__What is asked__. Duplicate every entry below line for line, with the pictures left out of your output.

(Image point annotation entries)
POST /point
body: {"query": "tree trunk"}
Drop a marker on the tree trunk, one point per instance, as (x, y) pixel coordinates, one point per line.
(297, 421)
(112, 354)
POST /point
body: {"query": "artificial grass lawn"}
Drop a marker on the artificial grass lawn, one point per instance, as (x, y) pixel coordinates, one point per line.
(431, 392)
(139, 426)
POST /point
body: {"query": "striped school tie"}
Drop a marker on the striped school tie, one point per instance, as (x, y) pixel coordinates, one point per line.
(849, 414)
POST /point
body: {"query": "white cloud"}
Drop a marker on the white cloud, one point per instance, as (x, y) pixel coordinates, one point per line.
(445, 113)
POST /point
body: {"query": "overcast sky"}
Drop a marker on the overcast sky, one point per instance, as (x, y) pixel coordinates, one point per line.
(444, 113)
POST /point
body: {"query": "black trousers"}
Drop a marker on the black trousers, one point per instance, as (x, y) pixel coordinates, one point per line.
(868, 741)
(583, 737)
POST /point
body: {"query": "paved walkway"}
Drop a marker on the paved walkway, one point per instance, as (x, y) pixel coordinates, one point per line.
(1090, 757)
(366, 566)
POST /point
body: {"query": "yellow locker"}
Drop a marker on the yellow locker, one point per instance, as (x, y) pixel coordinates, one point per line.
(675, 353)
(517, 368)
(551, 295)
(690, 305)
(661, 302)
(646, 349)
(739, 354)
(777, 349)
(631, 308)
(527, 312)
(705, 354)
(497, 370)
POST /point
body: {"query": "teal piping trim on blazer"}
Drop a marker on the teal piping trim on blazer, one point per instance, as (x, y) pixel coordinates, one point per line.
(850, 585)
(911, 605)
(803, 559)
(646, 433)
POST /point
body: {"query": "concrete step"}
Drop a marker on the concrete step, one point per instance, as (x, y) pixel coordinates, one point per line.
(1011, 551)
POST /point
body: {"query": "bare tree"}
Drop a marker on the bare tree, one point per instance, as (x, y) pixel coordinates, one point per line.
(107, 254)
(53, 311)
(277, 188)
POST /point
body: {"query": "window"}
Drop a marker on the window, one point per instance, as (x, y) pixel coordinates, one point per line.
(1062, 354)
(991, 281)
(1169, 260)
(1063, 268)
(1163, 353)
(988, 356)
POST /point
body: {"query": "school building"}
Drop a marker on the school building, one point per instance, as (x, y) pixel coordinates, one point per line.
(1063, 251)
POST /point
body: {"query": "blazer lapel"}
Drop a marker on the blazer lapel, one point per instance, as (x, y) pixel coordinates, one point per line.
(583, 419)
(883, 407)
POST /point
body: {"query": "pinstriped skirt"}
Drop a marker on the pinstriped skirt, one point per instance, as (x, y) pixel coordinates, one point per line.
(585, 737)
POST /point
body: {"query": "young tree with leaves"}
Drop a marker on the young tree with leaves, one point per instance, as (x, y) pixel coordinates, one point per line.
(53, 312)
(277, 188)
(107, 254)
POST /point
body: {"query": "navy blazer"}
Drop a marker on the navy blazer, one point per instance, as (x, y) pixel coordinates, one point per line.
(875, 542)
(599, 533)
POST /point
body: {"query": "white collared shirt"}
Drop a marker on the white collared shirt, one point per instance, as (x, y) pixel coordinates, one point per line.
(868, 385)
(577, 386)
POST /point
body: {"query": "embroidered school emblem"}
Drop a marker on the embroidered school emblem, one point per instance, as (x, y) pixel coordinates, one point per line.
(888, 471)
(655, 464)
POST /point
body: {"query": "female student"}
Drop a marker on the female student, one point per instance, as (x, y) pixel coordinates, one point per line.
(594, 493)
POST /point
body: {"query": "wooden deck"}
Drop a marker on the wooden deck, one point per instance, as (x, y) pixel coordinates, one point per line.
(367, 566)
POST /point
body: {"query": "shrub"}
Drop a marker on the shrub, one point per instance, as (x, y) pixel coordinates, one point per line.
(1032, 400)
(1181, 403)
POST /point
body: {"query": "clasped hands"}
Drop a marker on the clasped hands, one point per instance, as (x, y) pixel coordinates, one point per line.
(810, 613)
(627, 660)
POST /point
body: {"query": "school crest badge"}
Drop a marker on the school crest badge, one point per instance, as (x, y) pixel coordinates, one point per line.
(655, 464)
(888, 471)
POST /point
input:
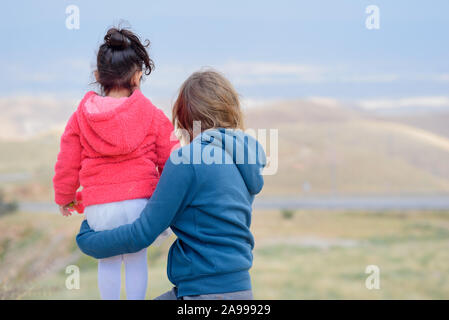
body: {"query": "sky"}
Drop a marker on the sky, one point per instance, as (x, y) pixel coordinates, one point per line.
(269, 49)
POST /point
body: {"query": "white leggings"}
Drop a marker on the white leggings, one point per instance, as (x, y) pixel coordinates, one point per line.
(136, 272)
(109, 216)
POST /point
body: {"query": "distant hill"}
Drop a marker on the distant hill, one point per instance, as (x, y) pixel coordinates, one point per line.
(336, 150)
(324, 149)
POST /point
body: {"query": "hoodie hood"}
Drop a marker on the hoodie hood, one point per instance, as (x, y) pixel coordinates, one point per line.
(244, 150)
(114, 126)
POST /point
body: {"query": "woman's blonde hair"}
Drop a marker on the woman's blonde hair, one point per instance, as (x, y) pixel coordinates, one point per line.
(209, 97)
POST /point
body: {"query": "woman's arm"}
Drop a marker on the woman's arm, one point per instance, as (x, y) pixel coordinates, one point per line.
(166, 141)
(172, 195)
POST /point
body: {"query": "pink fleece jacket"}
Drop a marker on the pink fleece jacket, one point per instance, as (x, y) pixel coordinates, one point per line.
(114, 148)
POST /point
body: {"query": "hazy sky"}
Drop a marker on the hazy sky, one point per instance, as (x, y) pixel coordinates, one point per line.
(269, 49)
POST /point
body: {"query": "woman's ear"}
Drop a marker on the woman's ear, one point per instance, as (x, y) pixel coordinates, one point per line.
(135, 81)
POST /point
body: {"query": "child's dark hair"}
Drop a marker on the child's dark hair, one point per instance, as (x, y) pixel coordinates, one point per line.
(119, 57)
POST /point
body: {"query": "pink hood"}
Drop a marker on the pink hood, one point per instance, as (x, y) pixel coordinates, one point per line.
(115, 126)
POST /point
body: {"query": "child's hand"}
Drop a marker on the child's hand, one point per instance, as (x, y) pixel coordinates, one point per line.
(65, 210)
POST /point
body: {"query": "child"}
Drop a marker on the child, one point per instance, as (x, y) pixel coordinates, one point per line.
(115, 146)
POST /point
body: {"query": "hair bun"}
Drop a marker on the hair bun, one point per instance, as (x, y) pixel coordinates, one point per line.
(116, 40)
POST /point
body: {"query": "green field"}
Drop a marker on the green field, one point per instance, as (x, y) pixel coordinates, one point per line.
(312, 255)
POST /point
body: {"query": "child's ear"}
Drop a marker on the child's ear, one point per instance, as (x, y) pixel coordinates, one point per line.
(136, 79)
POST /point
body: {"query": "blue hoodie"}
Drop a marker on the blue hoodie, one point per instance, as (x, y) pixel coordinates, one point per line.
(205, 195)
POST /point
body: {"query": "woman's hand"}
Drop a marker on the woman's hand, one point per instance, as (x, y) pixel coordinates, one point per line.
(65, 210)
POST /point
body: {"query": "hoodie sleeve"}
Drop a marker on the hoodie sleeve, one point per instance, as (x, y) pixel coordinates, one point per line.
(166, 141)
(172, 195)
(68, 164)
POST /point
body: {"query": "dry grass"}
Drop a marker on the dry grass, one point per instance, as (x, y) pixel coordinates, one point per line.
(320, 255)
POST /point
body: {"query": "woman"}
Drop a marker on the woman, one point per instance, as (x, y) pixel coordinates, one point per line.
(205, 195)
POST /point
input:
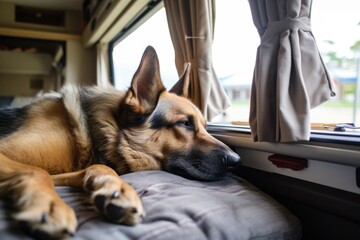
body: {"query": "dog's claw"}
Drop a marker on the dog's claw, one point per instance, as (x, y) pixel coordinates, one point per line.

__Solution to this exercise__.
POST /point
body: {"query": "tree trunk"}
Drop a marker on the tree trunk, one point per instance, as (x, y) pixel coordinates, one point per line.
(297, 421)
(112, 354)
POST /point
body: {"query": "artificial grass lawn"}
Drop a marker on the artificial grass lawn, one point per instance, as (x, y) pixel coordinates, one point per line.
(431, 392)
(139, 426)
POST /point
body: {"query": "striped school tie"}
Drop a marker on the striped school tie, one point per instance, as (x, y) pixel coordinates, one point per line.
(849, 414)
POST /point
body: {"query": "white cloud"}
Drop a marker on the white cloud, one point per instance, as (x, y) pixel coordinates, one point per line.
(445, 113)
POST /point
body: {"query": "overcast sky"}
Drop a marker on the overcast sky, one point per instance, as (x, y) pixel coordinates, one point per line.
(444, 113)
POST /point
body: {"query": "black trousers"}
Drop a marker on the black trousers, one point per instance, as (x, y) pixel coordinates, one point per line.
(868, 741)
(583, 737)
POST /point
body: {"query": "paved walkway"}
Drop a marker on the paved walkway, one point per instance, as (x, y) pixel coordinates, one point per line.
(1090, 757)
(366, 566)
POST /point
body: {"query": "yellow locker"}
Drop a marker on the yellow locker, one point per instance, as (x, y) pixel coordinates, one point per line.
(675, 353)
(517, 368)
(551, 295)
(690, 305)
(661, 302)
(646, 349)
(739, 354)
(777, 349)
(631, 308)
(527, 312)
(705, 354)
(497, 370)
POST /point
body: {"query": "teal piping trim on blazer"}
Drop a marker on the teal piping trim on blazer, one point per instance, as (x, y) pixel coordinates, one point per line.
(850, 585)
(911, 605)
(803, 559)
(646, 433)
POST /point
body: {"query": "concrete step"}
Drop a marker on the concrete step, one point per instance, as (x, y) pixel coordinates, one point per line.
(1011, 551)
POST /point
body: {"query": "bare tree"}
Drop a marker on the bare tree, one point per instance, as (x, y) pixel coordinates, one point per line.
(107, 254)
(53, 311)
(277, 188)
POST /point
body: {"query": "window"}
Drop a marker on the window, one point per instance, as (x, y) pixel coordinates, one point per line.
(1062, 354)
(991, 281)
(1169, 260)
(1063, 268)
(1163, 353)
(988, 356)
POST /point
body: {"query": "school building"}
Drop a marker on the school building, one point per instance, as (x, y) pixel coordinates, one point per line.
(1063, 251)
POST /point
body: {"query": "blazer lapel"}
Drop a marker on the blazer lapel, one point per instance, as (x, y) pixel coordinates, one point per line.
(583, 419)
(883, 407)
POST /point
body: {"query": "pinstriped skirt"}
Drop a marker on the pinstriped skirt, one point per instance, as (x, y) pixel coordinates, one point per line.
(585, 737)
POST /point
body: {"query": "young tree with leaves"}
Drop a marker on the young tree with leaves, one point per instance, as (x, y) pixel coordinates, one point per line.
(53, 312)
(277, 188)
(107, 254)
POST /point
body: {"query": "navy blazer"}
Drop a marker on the navy blazer, one point per instance, as (x, y) pixel coordinates, one point per line.
(875, 542)
(599, 533)
POST /point
body: {"query": "white collared shirt"}
Drop a marker on the white collared shirt, one point per instance, as (x, y) pixel coordinates, one point per line.
(868, 385)
(577, 386)
POST /point
body: {"query": "embroidered school emblem"}
Drop a marker on the embroidered school emblem, one point per instance, as (x, y) pixel coordinates, one point per line.
(888, 471)
(655, 464)
POST /point
body: {"query": "female student"}
Drop a marker on the female student, one point per instance, as (x, y) pixel coordinates, one point per line.
(594, 493)
POST /point
body: {"query": "wooden deck"}
Drop a marker on the wooden deck, one point per instance, as (x, y) pixel coordinates, one point per line.
(367, 566)
POST /point
body: {"query": "shrub"}
Drop a marker on the shrub, one point per instance, as (x, y) pixel coordinates, one point per line.
(1032, 400)
(1181, 403)
POST /point
body: {"query": "clasped hands"}
Drop a marker on the clasped hands, one point per instance, as (x, y) pixel coordinates, one point per line.
(810, 613)
(627, 660)
POST /point
body: {"query": "school crest badge"}
Drop a marker on the school crest badge, one point per instance, as (x, y) pixel coordinates, one point per line.
(655, 464)
(888, 471)
POST /point
input:
body: {"query": "sky"}
Drop a marker on the sky, one point per instance, as (x, y) pixel coordinates, one point per line.
(269, 49)
POST /point
body: {"query": "white leggings"}
Drop a marker on the white leggings, one point per instance, as (x, y) pixel coordinates, one point per line.
(136, 272)
(109, 216)
POST /point
body: {"query": "distant hill"}
Drop a marker on the distant hill, one point per instance, as (x, y) pixel coordinates, one point per line.
(336, 150)
(324, 149)
POST /point
body: {"query": "hoodie hood"}
Drop a marker on the hoodie hood, one point per instance, as (x, y) pixel coordinates, one point per line.
(244, 150)
(114, 126)
POST /point
body: {"query": "woman's blonde hair"}
Drop a marker on the woman's blonde hair, one point per instance, as (x, y) pixel coordinates, one point per line.
(209, 97)
POST /point
body: {"query": "woman's arm"}
Drop a marker on the woman's arm, one point per instance, as (x, y) pixel coordinates, one point per line.
(166, 141)
(172, 195)
POST /point
body: {"query": "pink fleece jacket"}
Drop a marker on the pink fleece jacket, one point per instance, as (x, y) pixel coordinates, one point per line.
(114, 148)
POST /point
body: {"query": "hazy sky"}
Drop a marker on the hazy sky, one point per instance, as (x, y) pixel coordinates, one point per line.
(269, 49)
POST /point
body: {"query": "woman's ear"}
Drop a marker on the woman's ear, one point per instance, as (x, y) pixel coordinates, one point per line.
(135, 81)
POST /point
body: {"query": "child's dark hair"}
Drop a marker on the child's dark hair, one point per instance, as (x, y) pixel coordinates, one point per line.
(119, 57)
POST /point
body: {"query": "pink hood"}
Drop a marker on the pink hood, one point per instance, as (x, y) pixel coordinates, one point per line.
(115, 126)
POST /point
body: {"query": "child's hand"}
Drop a marker on the child's hand, one point per instance, as (x, y) pixel coordinates, one point per line.
(65, 210)
POST /point
body: {"query": "child"}
Drop a marker on the child, one point per instance, as (x, y) pixel coordinates, one point per line.
(115, 146)
POST /point
body: {"query": "hair bun"}
Drop a marker on the hair bun, one point per instance, as (x, y) pixel coordinates, one point per line.
(116, 40)
POST /point
body: {"query": "green field"}
Drop a marker on the green field, one point per instance, as (x, y) pixel coordinates, one point per line.
(312, 255)
POST /point
body: {"query": "child's ear"}
Drop a marker on the child's ear, one point per instance, as (x, y) pixel coordinates, one point per line.
(136, 79)
POST /point
body: {"query": "blue hoodie"}
Drop a marker on the blue hoodie, one point per instance, as (x, y) pixel coordinates, one point per line.
(205, 195)
POST /point
body: {"query": "woman's hand"}
Drop a marker on the woman's hand, one point per instance, as (x, y) pixel coordinates, one point per line.
(65, 210)
POST /point
body: {"query": "hoodie sleeve"}
Drop a marker on the hoodie sleeve, one point per instance, as (x, y) pixel coordinates, one point per line.
(166, 141)
(172, 195)
(68, 164)
POST /point
body: {"query": "dry grass"}
Drop a marker on the dry grass, one point per instance, as (x, y) pixel coordinates, one point per line.
(320, 255)
POST /point
body: {"query": "woman"}
Drop a marker on the woman, one point per instance, as (x, y) pixel coordinates, one point per line.
(205, 195)
POST /point
input:
body: {"query": "dog's claw"}
Drop a marker on the dog's claw, one point per instance, as (x, y) pixel coordinates, one point per line.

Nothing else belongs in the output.